Activity list »
1: List every phrase that appears inside quotation marks in the mercury passage, in the order they occur.
2: Repeat, word for word, everything in the mercury passage from "Every U.S. state" down to "world, not less.".

Passage shown »
[Start of Attachment]
Top predators on land and sea have higher levels of mercury because of their prey. It is hard for any organism to release the metal, causing it to accumulate, or biomagnify, as scientists say.

The study, “Experimental and Natural Warming Elevates Mercury Concentrations in Estuarine Fish,” was published in the journal PLOS One in April, and officials at Dartmouth called attention to it ahead of last week’s Minamata Convention on Mercury in Japan.

Delegates from 130 nations at the three-day convention that ended Friday met to sign a treaty that seeks to greatly limit emissions from coal-fired power plants from industrial nations, mining operations in Africa and other sources that pollute oceans.

Every U.S. state has issued fish consumption advisories for mercury, and there is a particular concern among states bordering the Gulf of Mexico over health risks related to eating seafood containing mercury.

In spite of these concerns, there was no U.S. delegation in Japan. A small U.S. contingent rushed there before the convention but was recalled to the United States when the federal government shut down, according to a report by Scientific American.

A 2007 World Health Organization report warned that “eating contaminated fish and shellfish is the main source of methylmercury exposure” and that the metal cannot be cooked out. The WHO recommended that mercury should be “eliminated wherever possible” and that exposure should be reduced.

But the killifish study suggested a future of fish with higher levels of mercury in a warming world, not less.
[End of Attachment]
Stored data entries
[Start of Attachment]
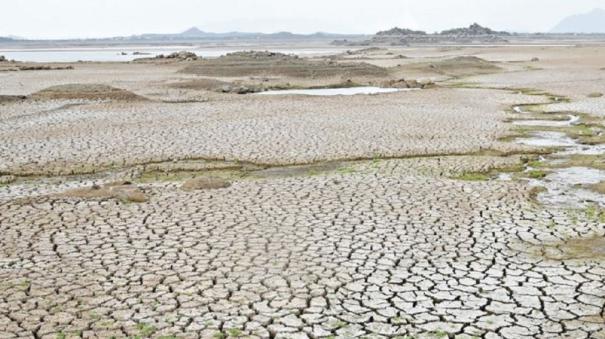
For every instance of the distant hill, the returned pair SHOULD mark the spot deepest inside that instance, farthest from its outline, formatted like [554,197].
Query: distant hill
[196,33]
[592,22]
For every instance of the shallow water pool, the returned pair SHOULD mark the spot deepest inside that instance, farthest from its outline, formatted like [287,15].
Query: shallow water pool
[336,91]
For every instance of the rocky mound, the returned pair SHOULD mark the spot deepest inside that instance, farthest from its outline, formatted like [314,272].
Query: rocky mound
[473,30]
[458,66]
[86,92]
[278,64]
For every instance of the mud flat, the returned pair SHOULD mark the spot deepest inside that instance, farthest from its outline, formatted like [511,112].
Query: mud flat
[140,200]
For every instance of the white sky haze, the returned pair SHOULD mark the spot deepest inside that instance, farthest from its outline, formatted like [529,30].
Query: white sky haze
[104,18]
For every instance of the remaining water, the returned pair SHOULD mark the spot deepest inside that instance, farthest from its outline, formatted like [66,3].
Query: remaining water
[548,139]
[563,187]
[573,120]
[127,53]
[336,91]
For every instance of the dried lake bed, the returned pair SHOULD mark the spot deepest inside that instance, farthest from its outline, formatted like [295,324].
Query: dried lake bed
[144,200]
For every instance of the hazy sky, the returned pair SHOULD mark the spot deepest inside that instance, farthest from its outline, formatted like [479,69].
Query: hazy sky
[101,18]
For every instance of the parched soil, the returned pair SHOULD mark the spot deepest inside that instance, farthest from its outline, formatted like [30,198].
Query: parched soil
[11,98]
[276,64]
[86,92]
[457,66]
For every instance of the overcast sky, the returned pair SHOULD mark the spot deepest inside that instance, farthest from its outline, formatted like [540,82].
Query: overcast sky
[102,18]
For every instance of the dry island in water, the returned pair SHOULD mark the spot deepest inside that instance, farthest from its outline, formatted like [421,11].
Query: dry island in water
[458,192]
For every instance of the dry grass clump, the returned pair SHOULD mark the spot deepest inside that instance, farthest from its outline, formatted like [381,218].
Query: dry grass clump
[599,188]
[86,92]
[205,84]
[123,191]
[205,183]
[277,64]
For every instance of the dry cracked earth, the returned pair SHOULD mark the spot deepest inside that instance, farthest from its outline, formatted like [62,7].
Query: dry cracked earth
[380,238]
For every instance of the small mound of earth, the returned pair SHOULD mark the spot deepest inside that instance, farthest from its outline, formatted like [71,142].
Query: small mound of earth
[578,249]
[277,64]
[11,98]
[463,65]
[205,183]
[7,179]
[86,92]
[402,83]
[176,56]
[123,191]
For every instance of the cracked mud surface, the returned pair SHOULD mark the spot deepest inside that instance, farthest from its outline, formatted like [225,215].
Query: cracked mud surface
[261,130]
[379,252]
[377,248]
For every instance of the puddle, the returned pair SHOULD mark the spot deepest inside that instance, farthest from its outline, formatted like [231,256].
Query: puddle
[563,187]
[337,91]
[577,249]
[548,139]
[573,119]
[End of Attachment]
Answers for the exercise »
1:
1. Experimental and Natural Warming Elevates Mercury Concentrations in Estuarine Fish,
2. eating contaminated fish and shellfish is the main source of methylmercury exposure
3. eliminated wherever possible

2:
Every U.S. state has issued fish consumption advisories for mercury, and there is a particular concern among states bordering the Gulf of Mexico over health risks related to eating seafood containing mercury.

In spite of these concerns, there was no U.S. delegation in Japan. A small U.S. contingent rushed there before the convention but was recalled to the United States when the federal government shut down, according to a report by Scientific American.

A 2007 World Health Organization report warned that “eating contaminated fish and shellfish is the main source of methylmercury exposure” and that the metal cannot be cooked out. The WHO recommended that mercury should be “eliminated wherever possible” and that exposure should be reduced.

But the killifish study suggested a future of fish with higher levels of mercury in a warming world, not less.